- Texte fourni:
☆ ☆ ☆ ☆ ☆
Paul Steiner, le narrateur, ressemble à une bourrasque de vent qui déracine tout sur son passage. Quand il quitte son bord de mer, du côté de Saint-Malo, pour la ville de banlieue au sud de Paris où résident ses parents, le bulletin météo tourne à l'avis de tempête. Cent kilos de masse brute qui débarquent dans un pavillon tristounet, un poing qui part un peu facilement quand la colère monte et une amie de lycée qui dévisse complètement quand l'écrivain débarque dans sa tranquille résidence. le personnage d'
Olivier Adam est un écorché vif, même s'il réfute ce qualificatif. Paul va mal. Sa femme l'a quitté, il ne voit pas ses enfants assez souvent à son goût, sa mère est à l'hôpital à la suite d'une mauvaise chute et la communication avec son père et son frère est toujours aussi difficile. La maladie rôde, cette angoisse qui le fait se bourrer de médicaments et d'alcool, épuise son entourage et amène son cortège d'idées suicidaires. Pourquoi n'a-t-il aucun souvenir de son enfance avant la mort de sa grand-mère ? Pourquoi a-t-il voulu mourir à dix ans ? Pourquoi l'anorexie l'a-t-elle rongé pendant l'adolescence ? Pourquoi ne se sent-il appartenir à aucun lieu ? Pourquoi lui faut-il toujours fuir ? le retour à V. soulève encore une fois toutes ces questions.
Si Paul Steiner est en lisière de sa propre vie, il est aussi en lisière de sa classe sociale. L'écriture l'a mené loin de ses origines populaires, du travail vécu comme une aliénation. Écrivain qui passe à la télévision, qui vit de sa plume, il dérange dans sa famille en donnant à voir la réalité du quotidien de ses proches. Il s'épanche là où la retenue est de rigueur.
☆ ☆ ☆ ☆ ☆
- Données enregistrées:

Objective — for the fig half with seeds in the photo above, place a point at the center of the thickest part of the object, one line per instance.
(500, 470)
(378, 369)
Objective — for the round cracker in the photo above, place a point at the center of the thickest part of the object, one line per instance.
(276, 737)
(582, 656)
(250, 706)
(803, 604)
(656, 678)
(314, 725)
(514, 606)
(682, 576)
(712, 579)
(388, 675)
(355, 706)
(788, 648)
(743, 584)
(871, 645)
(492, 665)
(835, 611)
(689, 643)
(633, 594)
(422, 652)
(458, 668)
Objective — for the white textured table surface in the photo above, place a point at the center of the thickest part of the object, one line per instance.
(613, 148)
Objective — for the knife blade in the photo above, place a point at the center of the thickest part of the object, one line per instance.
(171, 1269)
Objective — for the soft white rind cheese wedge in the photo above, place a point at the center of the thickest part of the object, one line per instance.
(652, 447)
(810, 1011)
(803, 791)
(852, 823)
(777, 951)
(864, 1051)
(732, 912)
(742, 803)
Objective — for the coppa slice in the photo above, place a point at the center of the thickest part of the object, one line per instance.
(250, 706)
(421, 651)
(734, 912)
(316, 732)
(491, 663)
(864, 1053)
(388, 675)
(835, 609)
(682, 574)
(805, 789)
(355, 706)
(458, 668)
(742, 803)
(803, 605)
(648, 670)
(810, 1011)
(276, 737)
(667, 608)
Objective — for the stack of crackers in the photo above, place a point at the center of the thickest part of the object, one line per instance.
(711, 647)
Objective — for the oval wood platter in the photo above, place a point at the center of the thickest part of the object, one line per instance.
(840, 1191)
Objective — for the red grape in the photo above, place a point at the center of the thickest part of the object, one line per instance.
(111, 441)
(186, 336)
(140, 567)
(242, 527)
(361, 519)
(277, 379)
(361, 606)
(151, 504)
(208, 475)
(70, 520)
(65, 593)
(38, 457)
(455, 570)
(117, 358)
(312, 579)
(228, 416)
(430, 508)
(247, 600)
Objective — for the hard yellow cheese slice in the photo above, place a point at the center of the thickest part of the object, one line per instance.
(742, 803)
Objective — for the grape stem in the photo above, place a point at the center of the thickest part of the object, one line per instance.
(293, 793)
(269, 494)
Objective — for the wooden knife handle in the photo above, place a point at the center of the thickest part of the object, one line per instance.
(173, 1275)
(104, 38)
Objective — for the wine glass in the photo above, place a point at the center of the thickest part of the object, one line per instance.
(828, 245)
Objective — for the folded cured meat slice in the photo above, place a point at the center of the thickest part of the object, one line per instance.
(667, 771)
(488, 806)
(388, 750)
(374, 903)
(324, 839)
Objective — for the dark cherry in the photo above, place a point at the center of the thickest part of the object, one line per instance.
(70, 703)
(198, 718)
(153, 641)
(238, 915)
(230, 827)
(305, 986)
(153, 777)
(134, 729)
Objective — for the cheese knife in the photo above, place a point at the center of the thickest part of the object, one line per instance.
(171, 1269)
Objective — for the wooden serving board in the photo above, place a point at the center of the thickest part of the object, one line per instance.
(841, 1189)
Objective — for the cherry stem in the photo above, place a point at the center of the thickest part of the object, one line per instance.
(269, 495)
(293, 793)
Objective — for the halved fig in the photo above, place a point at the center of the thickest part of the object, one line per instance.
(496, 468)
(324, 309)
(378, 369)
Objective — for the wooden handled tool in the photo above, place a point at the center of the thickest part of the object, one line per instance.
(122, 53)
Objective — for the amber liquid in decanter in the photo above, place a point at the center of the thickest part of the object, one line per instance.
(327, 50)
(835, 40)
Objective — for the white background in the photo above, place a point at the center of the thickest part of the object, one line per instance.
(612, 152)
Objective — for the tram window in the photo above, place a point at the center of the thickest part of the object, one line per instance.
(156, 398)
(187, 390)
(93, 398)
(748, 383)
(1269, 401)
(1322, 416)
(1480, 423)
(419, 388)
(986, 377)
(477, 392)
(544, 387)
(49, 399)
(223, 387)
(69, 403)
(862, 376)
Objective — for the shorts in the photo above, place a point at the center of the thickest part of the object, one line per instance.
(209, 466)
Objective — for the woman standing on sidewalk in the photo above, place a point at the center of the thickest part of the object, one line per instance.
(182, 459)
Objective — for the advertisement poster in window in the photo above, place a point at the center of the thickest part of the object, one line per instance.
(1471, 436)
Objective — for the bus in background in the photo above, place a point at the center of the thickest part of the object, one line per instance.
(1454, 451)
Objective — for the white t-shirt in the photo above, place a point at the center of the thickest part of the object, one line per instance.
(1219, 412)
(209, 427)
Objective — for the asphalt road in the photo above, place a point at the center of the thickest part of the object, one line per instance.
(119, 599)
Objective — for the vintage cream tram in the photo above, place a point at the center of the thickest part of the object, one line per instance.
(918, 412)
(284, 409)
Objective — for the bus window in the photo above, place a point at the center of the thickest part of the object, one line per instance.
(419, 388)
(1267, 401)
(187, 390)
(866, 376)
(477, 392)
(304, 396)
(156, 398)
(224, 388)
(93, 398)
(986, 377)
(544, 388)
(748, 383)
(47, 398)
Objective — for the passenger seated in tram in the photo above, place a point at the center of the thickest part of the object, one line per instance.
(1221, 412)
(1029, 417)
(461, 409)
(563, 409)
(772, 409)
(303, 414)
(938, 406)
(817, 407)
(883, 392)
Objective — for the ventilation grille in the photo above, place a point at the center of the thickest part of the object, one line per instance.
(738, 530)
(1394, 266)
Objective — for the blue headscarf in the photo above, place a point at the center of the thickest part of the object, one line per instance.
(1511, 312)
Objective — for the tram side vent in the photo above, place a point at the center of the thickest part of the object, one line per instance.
☆ ☆ ☆ ☆ ☆
- Travail demandé:
a) Restituez, tel quel, le passage du texte sur Paul Steiner qui s'ouvre sur les mots contenant « Si Paul Steiner » et se clôt sur « est de rigueur. ».
b) Répondez à ces questions d'après le texte sur Paul Steiner :
(i) De quel côté se trouve le bord de mer que quitte Paul Steiner ?
(ii) À quel âge Paul a-t-il voulu mourir ?
(iii) Qu'est-ce qui a mené Paul loin de ses origines populaires ?
La liste ne joue aucun rôle ici.

- Réponses rédigées:
a)
Si Paul Steiner est en lisière de sa propre vie, il est aussi en lisière de sa classe sociale. L'écriture l'a mené loin de ses origines populaires, du travail vécu comme une aliénation. Écrivain qui passe à la télévision, qui vit de sa plume, il dérange dans sa famille en donnant à voir la réalité du quotidien de ses proches. Il s'épanche là où la retenue est de rigueur.

b)
(i) Du côté de Saint-Malo.
(ii) À dix ans.
(iii) L'écriture.